**TASK GOAL**
Output every line of the data exactly as it appears.

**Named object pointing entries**
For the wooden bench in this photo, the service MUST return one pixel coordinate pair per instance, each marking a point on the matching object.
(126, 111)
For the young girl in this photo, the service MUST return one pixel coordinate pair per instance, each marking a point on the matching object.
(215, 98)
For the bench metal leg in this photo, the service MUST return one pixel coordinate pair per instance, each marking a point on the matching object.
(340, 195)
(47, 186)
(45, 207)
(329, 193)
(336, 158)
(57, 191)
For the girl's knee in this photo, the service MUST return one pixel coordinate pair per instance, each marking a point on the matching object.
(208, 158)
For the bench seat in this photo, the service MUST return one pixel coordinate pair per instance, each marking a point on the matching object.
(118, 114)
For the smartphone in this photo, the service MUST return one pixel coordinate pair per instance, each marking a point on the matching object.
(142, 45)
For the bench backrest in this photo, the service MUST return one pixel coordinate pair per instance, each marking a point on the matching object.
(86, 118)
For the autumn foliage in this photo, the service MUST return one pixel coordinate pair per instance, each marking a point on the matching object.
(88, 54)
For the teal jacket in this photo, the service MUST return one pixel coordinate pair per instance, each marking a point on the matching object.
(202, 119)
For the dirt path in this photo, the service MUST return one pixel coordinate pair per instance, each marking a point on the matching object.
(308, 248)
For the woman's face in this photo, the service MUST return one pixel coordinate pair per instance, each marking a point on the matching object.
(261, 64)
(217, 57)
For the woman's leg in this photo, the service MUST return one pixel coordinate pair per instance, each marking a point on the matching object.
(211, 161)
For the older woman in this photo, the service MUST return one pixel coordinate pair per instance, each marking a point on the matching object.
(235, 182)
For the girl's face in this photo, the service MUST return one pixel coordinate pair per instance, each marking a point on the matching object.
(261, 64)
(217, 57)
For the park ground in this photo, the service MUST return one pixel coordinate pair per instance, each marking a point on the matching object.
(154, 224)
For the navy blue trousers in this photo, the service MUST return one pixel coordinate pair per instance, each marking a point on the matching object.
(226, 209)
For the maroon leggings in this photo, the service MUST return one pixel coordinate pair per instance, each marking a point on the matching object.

**RESULT OF THE TASK**
For the wooden bench in this photo, the service MUST return one pixel coordinate pair per instance, each marking a point on the matching object.
(126, 111)
For the young girl in this photo, the service MUST return one pixel coordinate pair per instance, each marking a point on the matching object.
(215, 98)
For the bench metal leg in this photo, the service MUST return one pixel coordinate pair per instance, each marking a point on the matching object.
(340, 195)
(47, 186)
(45, 207)
(329, 193)
(336, 158)
(57, 191)
For the girl's knee in this photo, the service MUST return one pixel coordinate pair per instance, each marking a point on the matching object.
(208, 158)
For the bench seat in this photo, the service MUST return one pixel coordinate pair per instance, each marking a point on the matching object.
(118, 114)
For the smartphone in this photo, the service MUST return one pixel coordinate pair per instance, each marking a point on the matching object.
(142, 45)
For the bench backrest in this photo, the service MUST return one pixel coordinate pair per instance, each marking a point on the matching object.
(86, 118)
For the autumn foliage in this photo, the service MUST return one pixel coordinate pair per instance, each marking a point on the matching object.
(88, 54)
For the teal jacket in this photo, the service MUST return one pixel coordinate pair per instance, each marking a point on the matching object.
(202, 119)
For the dirt path in this photo, the service MUST return one pixel coordinate pair per instance, each marking a point on the matching object.
(308, 248)
For the woman's face in this photo, the service MUST return one pixel coordinate pair per instance, each marking a point on the matching object.
(261, 64)
(217, 57)
For the woman's leg in this photo, the service MUST return one pixel coordinate pair per instance, each marking a point on the matching object.
(211, 161)
For the older woman in this photo, the service MUST return one pixel coordinate pair per instance, each marking a point on the matching object.
(235, 182)
For the girl's face in this photo, the service MUST return one pixel coordinate pair per instance, each marking a point on the matching object.
(261, 64)
(217, 57)
For the park ground in this photo, the service MUST return one pixel coordinate pair per instance, each marking a point on the matching object.
(154, 224)
For the navy blue trousers in this photo, the service MUST return one pixel coordinate pair per instance, each marking a point on the matching object.
(226, 209)
For the maroon leggings in this photo, the service MUST return one pixel coordinate pair per instance, each marking a point on the matching object.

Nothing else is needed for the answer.